● EXERCISE BRIEF
How might the forum thread below, about aggregating network ports for a home file server, go on past its final post? Write the next part of that thread.
##### SOURCE PASSAGE #####
You people drink like you don't want to live!

titaniumone posted:

Earlier in the thread someone brought up aggregating network ports. I ended up buying an Intel Quad Port PCI-E 4x card for my server. A little bit of configuration in FreeBSD and on my Cisco switch, and now:
code:
leviathan# ifconfig lagg0
lagg0: flags=8843<UP,BROADCAST,RUNNING,SIMPLEX,MULTICAST> metric 0 mtu 1500
        options=19b<RXCSUM,TXCSUM,VLAN_MTU,VLAN_HWTAGGING,VLAN_HWCSUM,TSO4>
        ether 00:15:17:36:67:20
        inet 10.0.0.3 netmask 0xff000000 broadcast 10.255.255.255
        nd6 options=29<PERFORMNUD,IFDISABLED,AUTO_LINKLOCAL>
        media: Ethernet autoselect
        status: active
        laggproto lacp
        laggport: em3 flags=1c<ACTIVE,COLLECTING,DISTRIBUTING>
        laggport: em2 flags=1c<ACTIVE,COLLECTING,DISTRIBUTING>
        laggport: em1 flags=1c<ACTIVE,COLLECTING,DISTRIBUTING>
        laggport: em0 flags=1c<ACTIVE,COLLECTING,DISTRIBUTING>
4Gb link to my home fileserver, suckas :smug:

Did the NIC cost more than the N40L itself?

Factory Factory
Mar 19, 2010

This is what
Arcane Velocity was like.
Do you have any system with more than 1 Gbps of bandwidth to link to the server? Do you have four 1 Gbps systems which will be operating at full load simultaneously?

titaniumone
Jun 10, 2001

IT Guy posted:

Did the NIC cost more than the N40L itself?

I'm not using an N40L.

Factory Factory posted:

Do you have any system with more than 1 Gbps of bandwidth to link to the server? Do you have four 1 Gbps systems which will be operating at full load simultaneously?

No, I only have a single client which accesses the server over 802.11b and I bought a quad port adapter because I am literally A Retarded Person.


I have multiple 1Gb clients which will occasionally be reading/writing at full load while other clients are attempting to stream HD video and it sucks for everyone involved. This solves that problem.

titaniumone fucked around with this message at 19:49 on May 3, 2012

IT Guy
Jan 12, 2010

You people drink like you don't want to live!

titaniumone posted:

I'm not using an N40L.


My bad.

But I imagine that NIC cost a pretty penny?
##### SOURCE MATERIAL #####
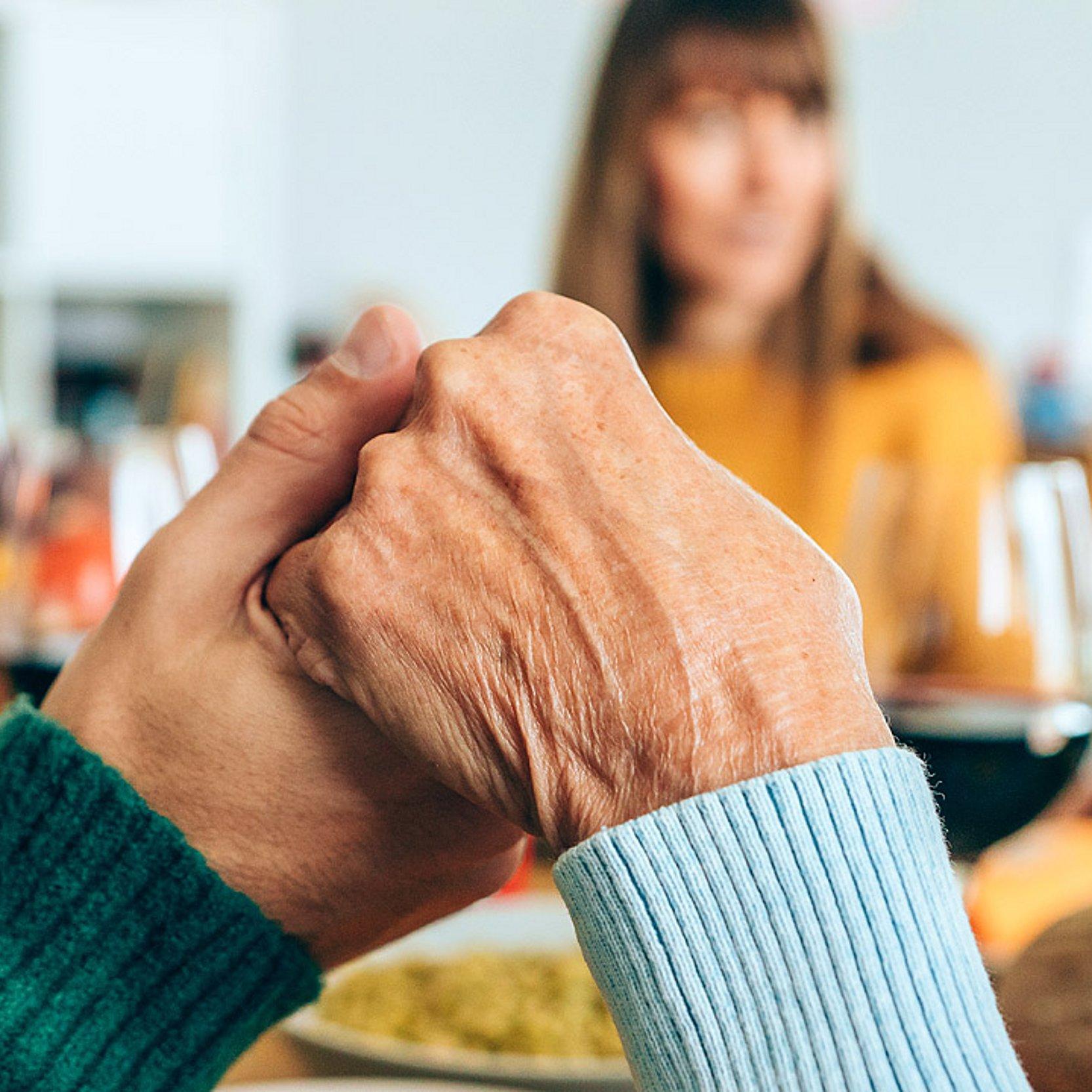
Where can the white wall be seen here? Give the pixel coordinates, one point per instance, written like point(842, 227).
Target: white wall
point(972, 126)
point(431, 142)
#####
● REPLY TO THE EXERCISE
evil_bunnY
Apr 2, 2003

titaniumone posted:

4Gb link to my home fileserver, suckas :smug:
Still pushing 1gb streams though.

titaniumone posted:

I have multiple 1Gb clients which will occasionally be reading/writing at full load while other clients are attempting to stream HD video and it sucks for everyone involved. This solves that problem.
:hf:

IT Guy
Jan 12, 2010

You people drink like you don't want to live!

evil_bunnY posted:

Still pushing 1gb streams though.


Maybe this is a dumb question, I really don't have too much experience with LACP...

If you have a LAGGed endpoint and a LAGGed server, I understand that a single stream is still limited to 1Gbps, but what happens if you were to open a second transfer on the same endpoint, would you see the benefits of LACP?

Moey
Oct 22, 2010

I LIKE TO MOVE IT

IT Guy posted:

But I imagine that NIC cost a pretty penny?

Normally like $400ish. I was able to get a free one from work though. Currently have it in my mini ESXi host that I am building.

titaniumone
Jun 10, 2001

IT Guy posted:

My bad.

But I imagine that NIC cost a pretty penny?

eBay. $100

movax
Aug 30, 2008

titaniumone posted:

eBay. $100

Yeah, I think I got a HP-rebranded one awhile ago for very cheap as well. PCIe 2.0 x4 card, right?

adorai
Nov 2, 2002

10/27/04 Never forget
Grimey Drawer

IT Guy posted:

Maybe this is a dumb question, I really don't have too much experience with LACP...

If you have a LAGGed endpoint and a LAGGed server, I understand that a single stream is still limited to 1Gbps, but what happens if you were to open a second transfer on the same endpoint, would you see the benefits of LACP?
Depends on the method used for load balancing. Typically, MAC hash is used by default, so no.

Sombrero!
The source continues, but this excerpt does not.